# First fresh cut stones of 2010



## steveshauntedyard (Nov 16, 2008)

And here is the link to some other photos
tombstone pictures by steveshauntedyard - Photobucket


----------



## MorbidMariah (Mar 28, 2009)

Lookin good, Steve!


----------



## steveshauntedyard (Nov 16, 2008)

oops I mean FIRST! not FIST in the title


----------



## JohnnyL (Aug 17, 2006)

Awesome shapes!


----------



## The Archivist (May 31, 2009)

I envy you for being able to obtain that thickness of styrofoam!! All I'm able to find is the 1/4" stuff.


----------



## corey872 (Jan 10, 2010)

Neat. Hot wire cut or otherwise?


----------



## steveshauntedyard (Nov 16, 2008)

The Archivist said:


> I envy you for being able to obtain that thickness of styrofoam!! All I'm able to find is the 1/4" stuff.


I feel ya. I am here in Texas and you can't get anything thicker than 3/4 inch at the Depot or Lowes. My neighbor found some huge blocks of foam on the curb in someones trash and brought them to me. She knew exactly what I would do with it. All my other stones I had to layer to get them thick.


----------



## steveshauntedyard (Nov 16, 2008)

corey872 said:


> Neat. Hot wire cut or otherwise?


Used my new hotwire table that I made last week. Sure makes it easy and quick. Did all these in just a few hours working off and on.


----------



## Haunted Bayou (Feb 16, 2007)

You aren't wasting any time getting started.


----------



## fick209 (Aug 31, 2009)

why waste time...only 286 days left:jol: Nice cuts, looking forward to the end result


----------



## Undertaker (Mar 22, 2006)

Looks great so far!


----------



## ScreamingScarecrow (Oct 1, 2008)

steveshauntedyard said:


> I feel ya. I am here in Texas and you can't get anything thicker than 3/4 inch at the Depot or Lowes...

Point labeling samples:

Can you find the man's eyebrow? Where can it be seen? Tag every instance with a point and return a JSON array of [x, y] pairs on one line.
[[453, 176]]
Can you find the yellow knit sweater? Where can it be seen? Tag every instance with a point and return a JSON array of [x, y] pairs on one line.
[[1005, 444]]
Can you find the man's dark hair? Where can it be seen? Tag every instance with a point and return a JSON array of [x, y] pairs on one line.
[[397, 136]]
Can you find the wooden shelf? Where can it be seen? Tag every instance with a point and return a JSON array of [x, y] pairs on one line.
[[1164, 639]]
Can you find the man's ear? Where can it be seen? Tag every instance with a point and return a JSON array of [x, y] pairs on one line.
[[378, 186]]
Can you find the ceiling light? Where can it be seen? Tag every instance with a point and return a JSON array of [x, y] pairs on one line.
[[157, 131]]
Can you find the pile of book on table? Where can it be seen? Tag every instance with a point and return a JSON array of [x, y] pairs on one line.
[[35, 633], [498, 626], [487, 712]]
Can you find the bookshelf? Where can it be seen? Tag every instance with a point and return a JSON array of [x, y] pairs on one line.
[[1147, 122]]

■ **REQUIRED WORK**
Reproduce the passage of the foam tombstone thread between "Looks great so" and "Depot or Lowes...", inclusive.

■ **PROBLEM SOLUTION**
Looks great so far!


----------



## ScreamingScarecrow (Oct 1, 2008)

steveshauntedyard said:


> I feel ya. I am here in Texas and you can't get anything thicker than 3/4 inch at the Depot or Lowes...